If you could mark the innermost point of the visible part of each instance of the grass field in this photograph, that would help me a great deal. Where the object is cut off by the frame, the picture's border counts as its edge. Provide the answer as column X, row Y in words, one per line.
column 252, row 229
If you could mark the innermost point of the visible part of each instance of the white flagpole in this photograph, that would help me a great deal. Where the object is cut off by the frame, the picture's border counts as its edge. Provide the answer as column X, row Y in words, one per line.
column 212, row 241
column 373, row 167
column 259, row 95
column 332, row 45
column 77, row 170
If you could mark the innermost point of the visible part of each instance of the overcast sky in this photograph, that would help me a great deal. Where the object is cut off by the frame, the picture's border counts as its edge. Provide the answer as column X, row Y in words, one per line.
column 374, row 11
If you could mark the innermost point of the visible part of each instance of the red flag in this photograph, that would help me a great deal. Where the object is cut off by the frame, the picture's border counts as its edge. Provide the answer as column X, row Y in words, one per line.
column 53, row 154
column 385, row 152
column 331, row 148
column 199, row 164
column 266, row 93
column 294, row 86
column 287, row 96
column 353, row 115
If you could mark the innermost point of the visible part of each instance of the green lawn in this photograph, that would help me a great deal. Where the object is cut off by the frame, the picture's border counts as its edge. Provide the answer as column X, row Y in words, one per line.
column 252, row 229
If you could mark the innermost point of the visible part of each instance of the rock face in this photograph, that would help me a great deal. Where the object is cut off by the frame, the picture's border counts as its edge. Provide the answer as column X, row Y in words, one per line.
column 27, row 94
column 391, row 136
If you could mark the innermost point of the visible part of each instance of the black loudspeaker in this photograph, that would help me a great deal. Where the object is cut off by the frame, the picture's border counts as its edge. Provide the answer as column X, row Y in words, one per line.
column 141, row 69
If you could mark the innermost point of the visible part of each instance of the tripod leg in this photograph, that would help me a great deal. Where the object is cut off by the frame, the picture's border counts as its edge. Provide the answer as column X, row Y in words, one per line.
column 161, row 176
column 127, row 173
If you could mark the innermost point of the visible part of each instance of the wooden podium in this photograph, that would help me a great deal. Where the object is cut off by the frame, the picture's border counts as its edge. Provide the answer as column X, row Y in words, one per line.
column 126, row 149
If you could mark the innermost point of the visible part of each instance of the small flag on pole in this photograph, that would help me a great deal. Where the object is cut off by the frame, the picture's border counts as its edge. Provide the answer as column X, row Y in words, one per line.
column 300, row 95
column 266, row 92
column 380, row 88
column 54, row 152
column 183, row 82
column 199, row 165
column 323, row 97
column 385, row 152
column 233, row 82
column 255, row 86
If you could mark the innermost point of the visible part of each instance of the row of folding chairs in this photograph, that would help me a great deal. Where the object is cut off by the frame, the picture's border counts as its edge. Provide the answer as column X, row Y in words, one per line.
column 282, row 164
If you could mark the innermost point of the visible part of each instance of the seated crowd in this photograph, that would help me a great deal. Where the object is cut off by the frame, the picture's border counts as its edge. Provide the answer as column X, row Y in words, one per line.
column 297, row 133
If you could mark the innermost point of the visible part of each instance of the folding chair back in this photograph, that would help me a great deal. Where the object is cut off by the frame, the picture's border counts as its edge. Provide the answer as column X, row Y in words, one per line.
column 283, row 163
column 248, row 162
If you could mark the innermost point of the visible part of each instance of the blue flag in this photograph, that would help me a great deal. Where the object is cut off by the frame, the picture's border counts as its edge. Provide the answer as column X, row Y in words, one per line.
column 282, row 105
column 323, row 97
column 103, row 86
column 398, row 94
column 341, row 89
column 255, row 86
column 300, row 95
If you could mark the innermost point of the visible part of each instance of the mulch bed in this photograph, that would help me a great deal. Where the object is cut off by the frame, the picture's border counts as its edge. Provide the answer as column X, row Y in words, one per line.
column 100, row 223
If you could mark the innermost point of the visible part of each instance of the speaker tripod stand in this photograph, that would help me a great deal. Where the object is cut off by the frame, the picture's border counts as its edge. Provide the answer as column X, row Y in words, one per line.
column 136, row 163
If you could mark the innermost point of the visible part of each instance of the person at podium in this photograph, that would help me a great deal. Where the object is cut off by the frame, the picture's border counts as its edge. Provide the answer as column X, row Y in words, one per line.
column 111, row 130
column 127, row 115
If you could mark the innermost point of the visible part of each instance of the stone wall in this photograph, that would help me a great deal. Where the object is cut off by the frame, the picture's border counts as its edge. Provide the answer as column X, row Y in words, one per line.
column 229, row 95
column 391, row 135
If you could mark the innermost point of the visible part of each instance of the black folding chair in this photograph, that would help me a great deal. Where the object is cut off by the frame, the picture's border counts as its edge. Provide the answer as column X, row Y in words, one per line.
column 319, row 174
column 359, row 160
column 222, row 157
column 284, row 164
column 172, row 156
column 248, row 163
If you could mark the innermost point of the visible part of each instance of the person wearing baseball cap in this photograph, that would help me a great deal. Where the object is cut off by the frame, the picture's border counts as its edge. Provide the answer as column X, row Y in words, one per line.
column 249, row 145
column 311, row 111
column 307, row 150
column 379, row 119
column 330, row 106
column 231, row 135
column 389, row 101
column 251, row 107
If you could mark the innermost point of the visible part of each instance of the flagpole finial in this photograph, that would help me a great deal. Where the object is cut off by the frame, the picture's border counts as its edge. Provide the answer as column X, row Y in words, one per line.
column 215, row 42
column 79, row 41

____________

## Given instruction:
Retype every one of the rows above word for word, without changing anything.

## Task result:
If you could mark the innermost point of the visible part of each instance of the grass field in this photograph, that would help me a great deal. Where the object is cut off by the frame, the picture's border counts as its edge. Provide the answer as column X, row Y in words, one per line.
column 252, row 229
If you could mark the innermost point of the visible part of each instance of the white flagpole in this photograph, that would help me a great deal. Where the object is cut off by the frame, the picture's border counts as its edge. Provide the answer as column X, row Y in words, one per line.
column 212, row 241
column 373, row 167
column 259, row 95
column 332, row 45
column 77, row 170
If you could mark the innermost point of the visible part of each instance of the overcast sky in this photograph, that would help me a great deal. Where the object is cut off by the frame, the picture's border counts as its edge. Provide the answer as column X, row Y in words, one per line.
column 374, row 11
If you could mark the innermost point of the visible part of each instance of the red flag in this photograph, that would help me a great deal. Where the object is cut off by the frame, the picture's border counts as its edge. Provide the answer as column X, row Y in words, one per line.
column 53, row 154
column 385, row 152
column 331, row 148
column 199, row 164
column 266, row 93
column 294, row 86
column 287, row 96
column 353, row 115
If you could mark the innermost point of the visible part of each instance of the green lawn in this photograph, that would help me a great deal. Where the object is cut off by the frame, the picture's border counts as its edge. Provide the answer as column X, row Y in words, one per line.
column 252, row 229
If you could mark the innermost point of the visible part of each instance of the rock face in this photograph, that would help me a great deal. Where the object is cut off by the frame, the picture's border counts as its edge. Provide the answer as column X, row Y in words, one per line.
column 27, row 94
column 391, row 136
If you could mark the innermost point of the visible part of each instance of the black loudspeaker in this photograph, that would help me a great deal. Where the object is cut off by the frame, the picture's border counts as its edge. Provide the answer as column X, row Y in words, one per line.
column 141, row 69
If you could mark the innermost point of the visible part of each instance of the tripod leg in this photograph, that would help me a great deal. Where the object is cut off by the frame, the picture's border counts as its edge. Provide the answer as column X, row Y in words, one per line.
column 161, row 176
column 127, row 173
If you could mark the innermost point of the visible part of each instance of the wooden podium in this photograph, that would help me a great deal. Where the object is cut off by the frame, the picture's border counts as its edge. Provide the answer as column X, row Y in words, one per line.
column 126, row 149
If you could mark the innermost point of the visible part of each instance of the small flag on pole in this photograph, that would help me a great deal. Where the object is cut off by the frame, the picture's border counts as its edge. Provide the answer as column X, row Y in words, one per line.
column 300, row 95
column 266, row 92
column 380, row 88
column 54, row 152
column 183, row 82
column 199, row 165
column 323, row 97
column 385, row 152
column 233, row 82
column 255, row 86
If you could mark the innermost point of the visible part of each instance of the row of folding chairs in this photograph, that would help me a great deal. Where the object is cut off by the frame, the picture's border counts as its edge. Provide the answer as column X, row Y in words, one per line.
column 282, row 164
If you could mark the innermost point of the visible part of each instance of the seated crowd in this photograph, that would help me a great deal. Where the object is cut off by the frame, the picture's border counts as its edge. Provide the answer as column X, row Y in words, one per line.
column 297, row 133
If you could mark the innermost point of the visible part of each instance of the folding chair back in this photograph, that would help me a great deal. Where the object is cut off by the frame, the picture's border counts as its edge. Provide the answer as column X, row Y in words, one per line.
column 283, row 163
column 248, row 162
If you could mark the innermost point of the visible part of each instance of the blue flag in this photograph, that would help me a great deal. Where the object is cut off by the frame, the picture's border counts as its edge. Provide the answer as column X, row Y in words, one per line.
column 282, row 105
column 323, row 97
column 103, row 86
column 398, row 94
column 341, row 89
column 255, row 86
column 300, row 95
If you could mark the innermost point of the visible part of each instance of the mulch bed in this photograph, that would help me a great deal. Where the object is cut off by the frame, the picture's border counts as its edge. Provide the answer as column X, row Y in words, one per line.
column 100, row 223
If you could mark the innermost point of the visible part of each instance of the speaker tripod stand in this photograph, that would help me a great deal. Where the object is cut off by the frame, the picture's border counts as its edge. Provide the answer as column X, row Y in words, one per line.
column 136, row 163
If you could mark the innermost point of the visible part of each instance of the person at podium in this photograph, that would help me a great deal. Where the object is cut off by the frame, the picture's border counts as its edge. Provide the answer as column X, row Y in words, one per line.
column 111, row 130
column 127, row 115
If you could mark the innermost point of the visible part of each instance of the stone wall in this photograph, that would help me a great deal. Where the object is cut off by the frame, the picture's border counts as its edge. Provide the answer as column X, row Y in words, one per line.
column 229, row 95
column 391, row 135
If you could mark the innermost point of the visible part of each instance of the black folding chair in this photograph, that would help me a great deal. Where the object is cut off by the frame, the picture's border counts as its edge. Provide the answer as column X, row Y in words, one per line.
column 319, row 174
column 359, row 160
column 222, row 157
column 284, row 164
column 172, row 156
column 248, row 163
If you could mark the innermost point of the visible part of each instance of the person wearing baseball cap in this photograph, that would help me a great deal. Where the object is cut off by the frame, the picture's border counts as its edge. Provide the answer as column X, row Y in words, one per line.
column 249, row 145
column 311, row 111
column 307, row 150
column 379, row 119
column 330, row 106
column 231, row 135
column 389, row 101
column 251, row 107
If you could mark the innermost point of the visible part of each instance of the flagpole finial in this photograph, that would help me a great deal. Where the object is cut off by the frame, the picture's border counts as its edge. Provide the answer as column X, row Y in words, one per line.
column 215, row 42
column 79, row 41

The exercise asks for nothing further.